> **What you are asked to do**: Copy out every line of the records below word for word, leaving the pictures out of your answer.

(Location annotation dataset excerpts)
___

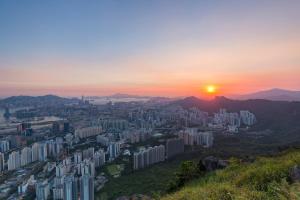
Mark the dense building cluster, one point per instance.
(61, 152)
(149, 156)
(192, 136)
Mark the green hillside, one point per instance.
(267, 178)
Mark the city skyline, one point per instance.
(170, 48)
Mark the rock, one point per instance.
(294, 174)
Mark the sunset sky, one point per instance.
(167, 48)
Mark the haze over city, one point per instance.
(169, 48)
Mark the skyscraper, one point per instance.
(2, 162)
(14, 161)
(42, 190)
(86, 187)
(26, 156)
(35, 152)
(114, 150)
(70, 188)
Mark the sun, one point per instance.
(210, 89)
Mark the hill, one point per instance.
(276, 115)
(23, 101)
(275, 94)
(267, 178)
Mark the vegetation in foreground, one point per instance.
(265, 179)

___

> **Output**:
Mark the dense building cluster, one point per instance.
(61, 152)
(149, 156)
(192, 136)
Mark the green hillside, one point per instance.
(267, 178)
Mark the city skyline, one point per instance.
(170, 48)
Mark the rock, one point per instance.
(294, 174)
Mark the sunset sky, one point per instance.
(167, 48)
Mark the haze over city, one point per instance.
(169, 48)
Mark the skyscraper, one point per instance.
(2, 162)
(14, 161)
(42, 190)
(86, 187)
(26, 156)
(35, 152)
(114, 150)
(70, 188)
Mark the sun, one point per instance.
(210, 89)
Mark the hill, one point per instance.
(276, 115)
(23, 101)
(275, 94)
(267, 178)
Mark the vegetation in foreground, one point per instance.
(265, 179)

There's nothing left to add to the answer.